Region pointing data

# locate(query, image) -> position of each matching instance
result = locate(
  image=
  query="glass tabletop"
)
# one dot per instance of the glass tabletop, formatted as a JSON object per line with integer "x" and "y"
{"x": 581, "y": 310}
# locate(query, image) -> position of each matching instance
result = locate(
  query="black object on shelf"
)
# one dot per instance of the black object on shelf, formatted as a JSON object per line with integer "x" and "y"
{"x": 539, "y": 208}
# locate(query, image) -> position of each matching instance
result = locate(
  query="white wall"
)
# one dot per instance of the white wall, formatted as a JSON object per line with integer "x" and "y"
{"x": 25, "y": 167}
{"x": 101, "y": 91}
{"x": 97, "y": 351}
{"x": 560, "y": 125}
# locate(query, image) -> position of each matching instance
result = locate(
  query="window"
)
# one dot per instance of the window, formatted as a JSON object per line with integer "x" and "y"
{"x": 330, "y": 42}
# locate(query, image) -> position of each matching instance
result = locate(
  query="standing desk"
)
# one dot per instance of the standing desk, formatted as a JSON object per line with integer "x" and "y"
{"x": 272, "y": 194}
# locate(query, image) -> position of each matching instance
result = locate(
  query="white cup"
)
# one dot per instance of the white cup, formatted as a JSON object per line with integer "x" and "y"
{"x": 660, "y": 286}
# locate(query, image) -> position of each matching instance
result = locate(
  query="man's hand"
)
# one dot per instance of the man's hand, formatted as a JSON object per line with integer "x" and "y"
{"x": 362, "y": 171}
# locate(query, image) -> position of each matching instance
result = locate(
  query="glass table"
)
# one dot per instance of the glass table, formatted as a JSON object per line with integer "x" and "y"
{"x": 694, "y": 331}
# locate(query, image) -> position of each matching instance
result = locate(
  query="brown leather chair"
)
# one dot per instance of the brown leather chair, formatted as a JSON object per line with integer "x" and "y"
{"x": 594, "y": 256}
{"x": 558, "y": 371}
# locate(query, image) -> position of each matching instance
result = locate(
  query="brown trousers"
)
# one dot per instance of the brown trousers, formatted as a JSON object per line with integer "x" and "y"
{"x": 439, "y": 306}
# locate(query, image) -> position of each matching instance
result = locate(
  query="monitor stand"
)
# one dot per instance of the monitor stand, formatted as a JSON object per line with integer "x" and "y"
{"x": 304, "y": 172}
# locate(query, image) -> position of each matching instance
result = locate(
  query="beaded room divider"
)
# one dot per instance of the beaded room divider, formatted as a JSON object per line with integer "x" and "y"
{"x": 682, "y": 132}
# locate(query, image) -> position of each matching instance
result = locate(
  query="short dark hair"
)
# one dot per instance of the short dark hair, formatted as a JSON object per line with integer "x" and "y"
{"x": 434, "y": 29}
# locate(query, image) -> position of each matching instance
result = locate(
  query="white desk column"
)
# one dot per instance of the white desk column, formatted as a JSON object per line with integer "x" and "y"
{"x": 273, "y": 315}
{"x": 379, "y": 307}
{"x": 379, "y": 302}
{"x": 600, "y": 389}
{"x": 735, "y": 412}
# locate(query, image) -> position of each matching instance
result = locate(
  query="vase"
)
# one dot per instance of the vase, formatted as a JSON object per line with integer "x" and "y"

Problem to work on
Output each line of the data exactly as it stands above.

Response below
# locate(query, image) -> position of each matching instance
result = locate(
  image=
  query="glass tabletop"
)
# one dot per instance of the glass tabletop, formatted as a JSON object per line with integer "x" and "y"
{"x": 581, "y": 310}
# locate(query, image) -> position of each matching instance
result = locate(
  query="black object on shelf"
)
# one dot per instance of the black object on shelf, formatted as a JSON object per line with integer "x" and "y"
{"x": 539, "y": 208}
# locate(query, image) -> position of each matching instance
result = locate(
  query="white wall"
)
# one dot per instance of the white wall, formatted as a JSON object per line with integer "x" and "y"
{"x": 25, "y": 167}
{"x": 101, "y": 91}
{"x": 97, "y": 351}
{"x": 560, "y": 125}
# locate(query, image) -> position of each matching instance
result = locate(
  query="window"
)
# one dot per instance of the window, formatted as a JSON object per line with integer "x" and "y"
{"x": 330, "y": 42}
# locate(query, image) -> position of each matching instance
result = locate(
  query="standing desk"
)
# one dot per instance of the standing desk, formatted as a JSON object per line with integer "x" and "y"
{"x": 272, "y": 194}
# locate(query, image) -> position of each matching instance
result = locate(
  query="white cup"
)
# one dot per instance of the white cup, formatted as a JSON object per line with integer "x" and "y"
{"x": 660, "y": 286}
# locate(query, image) -> position of each matching instance
result = locate(
  query="man's hand"
)
# one dot per instance of the man's hand, formatted as a JSON object per line with integer "x" and "y"
{"x": 362, "y": 171}
# locate(query, image) -> position of each matching instance
result = locate(
  query="glass table"
)
# one dot per instance of the glass table, formatted as a JSON object per line with integer "x" and "y"
{"x": 694, "y": 331}
# locate(query, image) -> position of each matching instance
result = locate(
  query="brown leather chair"
)
# one dot per instance of the brown leather chair, formatted as a JSON object per line with integer "x" and "y"
{"x": 594, "y": 256}
{"x": 558, "y": 371}
# locate(query, image) -> position of each matching instance
result = locate(
  query="brown trousers"
)
# one dot per instance of the brown trousers, formatted as a JSON object per line with integer "x" and "y"
{"x": 439, "y": 306}
# locate(query, image) -> position of each matching instance
result = locate(
  query="monitor stand"
)
# one dot per instance of the monitor stand, formatted as a JSON object per line with integer "x" and "y"
{"x": 304, "y": 172}
# locate(query, image) -> position of each matching instance
result = locate(
  query="beaded room divider"
)
# one dot per instance of the beaded room divider, formatted as a JSON object per line with integer "x" and "y"
{"x": 682, "y": 132}
# locate(query, image) -> position of each matching instance
result = locate(
  query="short dark hair"
)
# one dot per instance of the short dark hair, formatted as a JSON object per line with integer "x" and "y"
{"x": 434, "y": 29}
# locate(query, image) -> position of each matching instance
result = locate(
  query="white desk column"
)
# one dot per instance of the white desk column, formatted as a JSON object per line with integer "x" and "y"
{"x": 273, "y": 315}
{"x": 379, "y": 307}
{"x": 379, "y": 302}
{"x": 600, "y": 389}
{"x": 735, "y": 412}
# locate(query, image) -> position of each matching instance
result = locate(
  query="vase"
)
# one dot per instance of the vase, formatted as a JSON object per line with integer "x" and "y"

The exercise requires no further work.